TEXT PASSAGE

I grew up Baptist. The Baptists officially believe that the gifts of the Spirit aren’t for use today. My church never mentioned the controversy, if controversy it is – I can only remember one sermon on tongues, the pastor witnessed a sermon that he had given to a large group having been translated in the ears of some of the hearers, and he said that that was the proper interpretation of the gift of tongues.
Baptists, in other words, don’t go there.
Calvary Chapel does. Charismatic with a seatbelt is what they call us – in other words, we don’t do standing up during Sunday service and just going for it. In fact, our “afterglow” services are few and far between. But if you want healing, you call the church secretary and she’ll set you up for a meeting with the elders, and they’ll pray over you. Sometimes God heals. Sometimes not. But it’s not “I had a sore back” kind of healings – it’s big stuff. Like, I talked to a lady who’d been healed of liver cancer. To God be the glory. We have an exorcism team. Again, you go through channels…. too many weird folks in this world, want a sensation, want a miracle only for the entertainment value.

LISTED ENTRIES
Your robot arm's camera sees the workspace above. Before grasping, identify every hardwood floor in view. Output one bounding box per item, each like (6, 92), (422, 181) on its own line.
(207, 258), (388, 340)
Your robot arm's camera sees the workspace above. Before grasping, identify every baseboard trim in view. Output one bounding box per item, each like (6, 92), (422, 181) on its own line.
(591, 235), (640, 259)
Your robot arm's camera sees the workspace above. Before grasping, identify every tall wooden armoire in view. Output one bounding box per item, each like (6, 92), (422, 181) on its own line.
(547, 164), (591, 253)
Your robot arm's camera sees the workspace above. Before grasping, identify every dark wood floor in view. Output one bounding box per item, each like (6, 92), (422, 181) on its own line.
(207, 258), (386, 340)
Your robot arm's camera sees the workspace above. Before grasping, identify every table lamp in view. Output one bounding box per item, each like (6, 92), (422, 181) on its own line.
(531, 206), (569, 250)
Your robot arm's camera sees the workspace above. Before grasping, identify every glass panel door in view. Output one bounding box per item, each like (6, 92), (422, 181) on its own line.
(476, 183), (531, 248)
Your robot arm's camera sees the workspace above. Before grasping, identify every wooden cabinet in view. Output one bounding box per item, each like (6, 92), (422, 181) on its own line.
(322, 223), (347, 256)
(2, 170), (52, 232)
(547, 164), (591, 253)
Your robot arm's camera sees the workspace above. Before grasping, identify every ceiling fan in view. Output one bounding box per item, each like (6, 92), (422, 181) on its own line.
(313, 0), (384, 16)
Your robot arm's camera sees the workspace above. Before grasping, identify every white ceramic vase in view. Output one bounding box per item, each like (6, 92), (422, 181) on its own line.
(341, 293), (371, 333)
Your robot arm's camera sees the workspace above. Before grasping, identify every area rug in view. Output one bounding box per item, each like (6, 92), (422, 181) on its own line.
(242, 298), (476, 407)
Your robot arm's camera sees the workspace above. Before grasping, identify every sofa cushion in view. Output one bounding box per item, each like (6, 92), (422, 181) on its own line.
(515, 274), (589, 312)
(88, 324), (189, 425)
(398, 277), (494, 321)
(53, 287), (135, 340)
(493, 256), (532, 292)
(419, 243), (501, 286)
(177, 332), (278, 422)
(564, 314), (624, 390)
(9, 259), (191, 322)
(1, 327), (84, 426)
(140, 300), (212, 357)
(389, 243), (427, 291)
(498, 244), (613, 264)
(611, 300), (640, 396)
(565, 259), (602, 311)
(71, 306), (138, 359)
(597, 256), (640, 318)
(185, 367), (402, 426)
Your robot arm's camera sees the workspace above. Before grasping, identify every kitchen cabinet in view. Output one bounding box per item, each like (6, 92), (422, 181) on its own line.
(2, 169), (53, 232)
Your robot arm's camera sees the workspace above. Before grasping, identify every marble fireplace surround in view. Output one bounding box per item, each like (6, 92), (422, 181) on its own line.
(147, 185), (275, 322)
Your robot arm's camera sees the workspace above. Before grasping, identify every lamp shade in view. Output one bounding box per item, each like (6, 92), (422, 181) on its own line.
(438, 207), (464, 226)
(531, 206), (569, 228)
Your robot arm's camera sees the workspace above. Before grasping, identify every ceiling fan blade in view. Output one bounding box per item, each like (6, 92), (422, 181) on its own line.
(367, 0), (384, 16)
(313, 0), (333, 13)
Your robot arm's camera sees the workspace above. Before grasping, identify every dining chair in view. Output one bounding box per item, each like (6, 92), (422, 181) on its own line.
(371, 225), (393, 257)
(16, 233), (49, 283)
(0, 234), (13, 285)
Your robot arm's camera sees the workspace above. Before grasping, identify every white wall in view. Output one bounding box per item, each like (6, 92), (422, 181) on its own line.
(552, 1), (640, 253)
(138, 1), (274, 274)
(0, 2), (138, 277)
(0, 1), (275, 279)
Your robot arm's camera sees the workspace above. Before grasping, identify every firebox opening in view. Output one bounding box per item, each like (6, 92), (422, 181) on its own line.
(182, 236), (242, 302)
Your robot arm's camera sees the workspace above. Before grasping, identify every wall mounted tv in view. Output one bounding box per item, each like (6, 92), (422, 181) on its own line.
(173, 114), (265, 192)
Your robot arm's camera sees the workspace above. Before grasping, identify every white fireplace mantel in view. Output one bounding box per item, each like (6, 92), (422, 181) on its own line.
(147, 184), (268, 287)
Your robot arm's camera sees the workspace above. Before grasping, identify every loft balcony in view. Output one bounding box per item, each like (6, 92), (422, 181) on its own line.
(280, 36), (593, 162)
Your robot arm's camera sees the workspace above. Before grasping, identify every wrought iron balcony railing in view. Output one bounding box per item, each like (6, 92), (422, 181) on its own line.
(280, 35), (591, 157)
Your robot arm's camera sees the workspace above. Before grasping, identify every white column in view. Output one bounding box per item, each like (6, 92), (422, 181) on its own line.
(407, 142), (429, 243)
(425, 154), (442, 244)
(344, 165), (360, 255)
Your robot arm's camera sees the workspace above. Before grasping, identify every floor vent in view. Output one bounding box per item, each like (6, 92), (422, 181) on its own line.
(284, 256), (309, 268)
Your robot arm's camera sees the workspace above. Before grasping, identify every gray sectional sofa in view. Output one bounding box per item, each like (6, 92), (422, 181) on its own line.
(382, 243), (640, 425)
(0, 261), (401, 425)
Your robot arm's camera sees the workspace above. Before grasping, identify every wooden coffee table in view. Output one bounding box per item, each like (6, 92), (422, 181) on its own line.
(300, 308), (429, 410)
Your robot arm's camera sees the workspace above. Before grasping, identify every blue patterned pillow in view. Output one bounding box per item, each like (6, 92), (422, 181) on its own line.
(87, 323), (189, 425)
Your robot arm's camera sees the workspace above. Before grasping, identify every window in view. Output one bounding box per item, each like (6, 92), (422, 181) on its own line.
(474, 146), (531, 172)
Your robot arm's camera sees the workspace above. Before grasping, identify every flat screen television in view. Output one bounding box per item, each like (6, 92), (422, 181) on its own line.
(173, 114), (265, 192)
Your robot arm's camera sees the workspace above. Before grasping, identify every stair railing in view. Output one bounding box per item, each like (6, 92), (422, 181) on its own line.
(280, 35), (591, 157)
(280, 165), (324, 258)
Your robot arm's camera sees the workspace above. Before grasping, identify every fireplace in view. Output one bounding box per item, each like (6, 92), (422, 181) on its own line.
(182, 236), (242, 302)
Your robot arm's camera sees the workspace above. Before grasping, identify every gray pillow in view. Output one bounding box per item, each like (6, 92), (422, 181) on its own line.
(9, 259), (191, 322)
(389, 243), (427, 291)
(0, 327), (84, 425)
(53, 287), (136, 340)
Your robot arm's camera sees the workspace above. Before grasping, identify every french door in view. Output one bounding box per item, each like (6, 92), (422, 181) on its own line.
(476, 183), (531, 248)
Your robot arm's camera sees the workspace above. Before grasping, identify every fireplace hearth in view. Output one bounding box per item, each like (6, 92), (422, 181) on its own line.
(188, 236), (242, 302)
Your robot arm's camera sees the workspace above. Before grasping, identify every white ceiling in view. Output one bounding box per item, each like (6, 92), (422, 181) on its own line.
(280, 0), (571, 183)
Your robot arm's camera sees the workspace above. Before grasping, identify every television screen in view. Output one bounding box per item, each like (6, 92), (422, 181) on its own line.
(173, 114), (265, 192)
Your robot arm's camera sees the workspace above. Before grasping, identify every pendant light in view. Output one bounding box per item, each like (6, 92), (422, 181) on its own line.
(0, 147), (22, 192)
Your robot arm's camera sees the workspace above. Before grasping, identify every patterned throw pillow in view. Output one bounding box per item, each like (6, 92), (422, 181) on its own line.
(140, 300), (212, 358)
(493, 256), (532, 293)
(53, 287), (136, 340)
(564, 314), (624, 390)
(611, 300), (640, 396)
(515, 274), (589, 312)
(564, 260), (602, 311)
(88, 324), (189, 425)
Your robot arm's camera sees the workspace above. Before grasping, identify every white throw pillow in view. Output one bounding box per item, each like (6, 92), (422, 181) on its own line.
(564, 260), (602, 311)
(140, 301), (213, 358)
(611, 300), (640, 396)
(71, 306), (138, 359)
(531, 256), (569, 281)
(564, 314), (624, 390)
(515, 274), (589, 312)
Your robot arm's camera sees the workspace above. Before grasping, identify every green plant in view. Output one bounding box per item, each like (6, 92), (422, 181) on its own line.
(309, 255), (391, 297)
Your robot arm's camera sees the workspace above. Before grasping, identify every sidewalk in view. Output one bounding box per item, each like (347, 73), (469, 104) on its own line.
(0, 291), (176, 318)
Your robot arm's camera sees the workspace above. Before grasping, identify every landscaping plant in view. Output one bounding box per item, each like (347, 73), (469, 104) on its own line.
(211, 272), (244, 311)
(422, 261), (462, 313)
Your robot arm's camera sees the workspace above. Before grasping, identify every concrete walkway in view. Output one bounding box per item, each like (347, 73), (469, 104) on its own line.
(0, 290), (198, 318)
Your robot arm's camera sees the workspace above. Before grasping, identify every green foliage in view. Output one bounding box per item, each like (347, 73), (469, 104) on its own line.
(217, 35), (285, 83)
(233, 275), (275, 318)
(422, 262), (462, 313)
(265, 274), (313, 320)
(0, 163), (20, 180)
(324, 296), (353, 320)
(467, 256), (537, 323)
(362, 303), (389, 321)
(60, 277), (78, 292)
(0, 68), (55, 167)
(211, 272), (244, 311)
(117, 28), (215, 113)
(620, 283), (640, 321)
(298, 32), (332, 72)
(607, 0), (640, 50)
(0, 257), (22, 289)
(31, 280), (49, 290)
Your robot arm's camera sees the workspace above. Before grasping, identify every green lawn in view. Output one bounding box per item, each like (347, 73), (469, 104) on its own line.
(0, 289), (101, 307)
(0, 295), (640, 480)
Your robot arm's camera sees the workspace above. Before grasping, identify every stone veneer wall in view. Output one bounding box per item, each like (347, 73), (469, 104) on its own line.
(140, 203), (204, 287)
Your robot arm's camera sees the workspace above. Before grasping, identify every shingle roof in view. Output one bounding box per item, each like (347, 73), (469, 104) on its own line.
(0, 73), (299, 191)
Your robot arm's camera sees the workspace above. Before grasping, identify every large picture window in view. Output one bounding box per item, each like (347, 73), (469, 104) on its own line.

AIM OF THE TASK
Can you reproduce the whole passage on Baptist and Calvary Chapel views of spiritual gifts, word for word?

SOLUTION
I grew up Baptist. The Baptists officially believe that the gifts of the Spirit aren’t for use today. My church never mentioned the controversy, if controversy it is – I can only remember one sermon on tongues, the pastor witnessed a sermon that he had given to a large group having been translated in the ears of some of the hearers, and he said that that was the proper interpretation of the gift of tongues.
Baptists, in other words, don’t go there.
Calvary Chapel does. Charismatic with a seatbelt is what they call us – in other words, we don’t do standing up during Sunday service and just going for it. In fact, our “afterglow” services are few and far between. But if you want healing, you call the church secretary and she’ll set you up for a meeting with the elders, and they’ll pray over you. Sometimes God heals. Sometimes not. But it’s not “I had a sore back” kind of healings – it’s big stuff. Like, I talked to a lady who’d been healed of liver cancer. To God be the glory. We have an exorcism team. Again, you go through channels…. too many weird folks in this world, want a sensation, want a miracle only for the entertainment value.